__Your tasks__.
**1.** From the cupcake shop article, copy the stretch from "You’ll see this" through "together cake batter." word for word.
**2.** In the cupcake shop article, where and when did Stacey Cooper-Bowen's Oreo cupcake win first place?
**3.** Continue the article about Little Miss Cupcakes from where it stops.

Start of Source passage

Angela Bowen and her daughter Stacey Cooper-Bowen at Little Miss Cupcakes in Bowling Green, Toledo Fress Press photo by Caitlin McGlade.

Indulge in one of Little Miss Cupcakes’ treats and you might have almost as much fun as Angela Bowen and her daughters do making them.

You’ll see this when you walk through the doors and step foot on the black-and-white tile. Amid an interior of pastels and Elvis memorabilia, retro car parts and street signs, Bowen and her crew are busy behind the counter.

They are molding shapes from sugar and stirring together cake batter.

Aug. 7 was opening day for the family’s Downtown Bowling Green location, 133 E. Wooster St. They made about 20 dozen cupcakes and had a couple dozen left. Bowen expects a typical baking day to yield about 30 to 40 dozen.

“We’re wild,” said Bowen’s daughter Rachel.

Her mother giggles and recalls some of the stranger requests they’ve received. Multilayer zebra print cake? No problem. Edible fishing lures? Sure.

Here, anything goes, even if you walk in wanting whiskey as an ingredient. The family-run business has a growing repertoire of 40 different flavors, and the case is filled with at least eight every day. This includes banana split, red velvet, Almond Joy, margarita, peanut butter, s’mores and maple bacon.

And of course, there’s always the staple: Oreos. Bowen’s 13-year-old daughter Stacey Cooper-Bowen crafted the Oreo cupcake. Piled atop an Oreo base sits a hunk of vanilla cake, stuffed with Oreo pieces and finished with an inch-and-a-half high mound of cream frosting. Just peeling back the paper wrapper releases a scent that might only be reproduced if you stuck your face in a cookie jar.

This little cake laid the foundation for the shop. While Stacey’s mother baked custom cakes for friends and a few clients from her home kitchen, Stacey entered her Oreo cupcake into the Portage River Festival in Elmore in June  2011. She won first place.

“She said, ‘Mom we should open a cupcake shop! I could do my cupcakes you could do your cakes,” Bowen said.

End of Source passage
Start of Information supplied

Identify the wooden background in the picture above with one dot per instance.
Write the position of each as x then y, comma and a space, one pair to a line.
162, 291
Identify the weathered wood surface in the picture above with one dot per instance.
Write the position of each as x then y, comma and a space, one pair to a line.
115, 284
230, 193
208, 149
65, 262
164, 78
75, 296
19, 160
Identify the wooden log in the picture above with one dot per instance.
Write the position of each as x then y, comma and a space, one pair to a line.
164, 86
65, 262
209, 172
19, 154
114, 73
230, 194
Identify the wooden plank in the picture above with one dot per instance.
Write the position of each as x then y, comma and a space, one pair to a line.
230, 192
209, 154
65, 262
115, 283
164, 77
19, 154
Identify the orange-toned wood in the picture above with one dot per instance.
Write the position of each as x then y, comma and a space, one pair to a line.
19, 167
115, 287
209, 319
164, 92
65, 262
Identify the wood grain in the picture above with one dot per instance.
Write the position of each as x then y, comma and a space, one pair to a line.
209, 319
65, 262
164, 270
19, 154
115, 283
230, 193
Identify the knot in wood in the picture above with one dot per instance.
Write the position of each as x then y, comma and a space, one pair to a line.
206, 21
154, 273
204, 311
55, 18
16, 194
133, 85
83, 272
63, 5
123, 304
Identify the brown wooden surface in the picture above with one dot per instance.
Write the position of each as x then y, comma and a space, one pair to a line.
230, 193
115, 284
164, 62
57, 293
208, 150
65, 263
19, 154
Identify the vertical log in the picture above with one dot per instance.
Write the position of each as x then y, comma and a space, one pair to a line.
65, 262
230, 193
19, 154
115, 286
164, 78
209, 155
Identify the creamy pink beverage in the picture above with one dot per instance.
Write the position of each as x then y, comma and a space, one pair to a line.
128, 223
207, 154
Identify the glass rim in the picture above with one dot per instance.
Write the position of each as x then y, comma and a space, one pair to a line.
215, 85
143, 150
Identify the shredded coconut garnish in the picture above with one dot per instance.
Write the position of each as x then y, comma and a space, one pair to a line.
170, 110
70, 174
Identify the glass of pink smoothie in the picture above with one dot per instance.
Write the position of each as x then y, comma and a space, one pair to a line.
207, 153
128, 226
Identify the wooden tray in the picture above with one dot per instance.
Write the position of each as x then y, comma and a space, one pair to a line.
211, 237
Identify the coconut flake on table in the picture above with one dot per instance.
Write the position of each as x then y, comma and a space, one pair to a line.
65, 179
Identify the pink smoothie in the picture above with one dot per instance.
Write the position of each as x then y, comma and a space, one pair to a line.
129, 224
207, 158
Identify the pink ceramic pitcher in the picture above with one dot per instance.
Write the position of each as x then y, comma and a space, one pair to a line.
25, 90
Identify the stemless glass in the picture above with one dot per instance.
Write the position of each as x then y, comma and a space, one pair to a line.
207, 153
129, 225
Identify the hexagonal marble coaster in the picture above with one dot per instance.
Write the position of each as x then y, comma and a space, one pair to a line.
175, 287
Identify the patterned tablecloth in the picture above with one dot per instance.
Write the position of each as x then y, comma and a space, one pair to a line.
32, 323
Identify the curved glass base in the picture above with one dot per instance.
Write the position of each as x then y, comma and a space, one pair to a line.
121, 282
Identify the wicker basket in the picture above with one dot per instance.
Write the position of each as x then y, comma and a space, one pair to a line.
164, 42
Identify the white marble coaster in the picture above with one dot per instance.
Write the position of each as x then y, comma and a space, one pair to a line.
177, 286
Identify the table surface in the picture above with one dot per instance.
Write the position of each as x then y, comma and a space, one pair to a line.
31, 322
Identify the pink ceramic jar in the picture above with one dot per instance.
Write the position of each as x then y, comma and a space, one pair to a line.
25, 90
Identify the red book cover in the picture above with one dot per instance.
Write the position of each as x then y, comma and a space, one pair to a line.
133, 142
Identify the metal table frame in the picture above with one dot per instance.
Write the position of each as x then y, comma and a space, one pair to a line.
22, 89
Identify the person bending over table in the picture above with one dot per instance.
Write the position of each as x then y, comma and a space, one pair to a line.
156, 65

End of Information supplied
Start of Information supplied

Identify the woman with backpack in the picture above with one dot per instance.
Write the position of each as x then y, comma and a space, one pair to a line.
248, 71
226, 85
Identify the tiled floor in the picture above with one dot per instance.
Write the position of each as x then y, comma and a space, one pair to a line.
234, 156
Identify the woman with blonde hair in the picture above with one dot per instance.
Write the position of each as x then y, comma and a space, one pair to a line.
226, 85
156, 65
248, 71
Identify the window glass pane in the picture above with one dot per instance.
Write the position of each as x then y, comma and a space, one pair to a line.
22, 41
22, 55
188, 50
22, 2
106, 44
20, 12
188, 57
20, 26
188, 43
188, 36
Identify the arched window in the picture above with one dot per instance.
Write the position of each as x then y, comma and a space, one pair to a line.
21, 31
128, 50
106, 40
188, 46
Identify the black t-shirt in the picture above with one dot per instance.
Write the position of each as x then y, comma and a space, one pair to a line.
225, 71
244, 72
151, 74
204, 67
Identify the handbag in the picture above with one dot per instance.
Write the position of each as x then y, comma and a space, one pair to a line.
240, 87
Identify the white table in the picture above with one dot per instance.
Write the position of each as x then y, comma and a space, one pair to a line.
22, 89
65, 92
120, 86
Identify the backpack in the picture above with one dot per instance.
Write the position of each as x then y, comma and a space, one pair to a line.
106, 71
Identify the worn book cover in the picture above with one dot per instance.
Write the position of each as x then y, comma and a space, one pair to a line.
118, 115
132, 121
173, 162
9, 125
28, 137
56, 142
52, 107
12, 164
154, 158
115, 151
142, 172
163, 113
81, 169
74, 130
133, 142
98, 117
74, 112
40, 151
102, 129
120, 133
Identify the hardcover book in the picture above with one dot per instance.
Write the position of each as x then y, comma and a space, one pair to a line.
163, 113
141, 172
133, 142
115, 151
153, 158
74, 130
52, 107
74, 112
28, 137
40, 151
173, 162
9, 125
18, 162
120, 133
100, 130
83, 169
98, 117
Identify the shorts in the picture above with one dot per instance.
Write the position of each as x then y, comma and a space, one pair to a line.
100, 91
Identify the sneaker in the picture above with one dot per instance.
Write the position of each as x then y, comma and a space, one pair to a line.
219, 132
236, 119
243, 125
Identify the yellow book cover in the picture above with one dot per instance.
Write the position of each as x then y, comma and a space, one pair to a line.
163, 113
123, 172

End of Information supplied
Start of Information supplied

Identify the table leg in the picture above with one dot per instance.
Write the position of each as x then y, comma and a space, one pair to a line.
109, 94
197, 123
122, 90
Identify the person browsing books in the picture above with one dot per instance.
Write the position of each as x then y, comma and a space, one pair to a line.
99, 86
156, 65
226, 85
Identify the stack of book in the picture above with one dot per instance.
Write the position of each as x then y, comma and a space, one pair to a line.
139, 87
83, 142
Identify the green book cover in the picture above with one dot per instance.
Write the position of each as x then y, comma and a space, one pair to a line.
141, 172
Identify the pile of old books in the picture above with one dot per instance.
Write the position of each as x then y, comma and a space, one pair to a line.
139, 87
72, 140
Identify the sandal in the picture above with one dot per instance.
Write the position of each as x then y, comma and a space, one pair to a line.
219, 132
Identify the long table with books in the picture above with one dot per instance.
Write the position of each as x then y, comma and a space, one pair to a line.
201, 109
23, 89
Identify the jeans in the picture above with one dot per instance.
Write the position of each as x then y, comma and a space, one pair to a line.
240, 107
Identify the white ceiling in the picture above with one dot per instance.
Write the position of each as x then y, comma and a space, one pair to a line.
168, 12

End of Information supplied

__Task-by-task outputs__.
**1.**
You’ll see this when you walk through the doors and step foot on the black-and-white tile. Amid an interior of pastels and Elvis memorabilia, retro car parts and street signs, Bowen and her crew are busy behind the counter.

They are molding shapes from sugar and stirring together cake batter.

**2.** At the Portage River Festival in Elmore, in June 2011.

**3.**
They opened a shop in the Woodland Mall in Bowling Green in November 2011. With a small convection oven and a tiny kitchen, they started taking orders for weddings, baby showers, birthdays and other festivities. But, Stacey said, as stores in the mall continued to close around them, it was time for a move.

The new shop took a couple of months to set up, requiring endless days of installing flooring, running electrical wiring and plumbing and ordering baking equipment from as far as Florida. Bowen also scoured flea markets and garage sales to give her shop that 1950s feel.

Chocolate and vanilla cupcakes cost $1.75 and gourmet cupcakes cost $2. A dozen costs $20. The shop also sells cake pops for $1.75, Rice Krispies Treats “dips” for $1.75 and smoothies, milkshakes and coffee drinks for up to $4.50 depending on the size. Hot dogs and sandwiches are also on the menu, costing between $2 and $3.50.

The mother-daughter tradition began in Bowen’s childhood. Bowen helped her mother make chocolate candies as a young girl, and those memories drove her to continue baking. She held on to many of those recipes anad combining them with her own experiments became therapy — a relaxing break from her job as a hospice nurse.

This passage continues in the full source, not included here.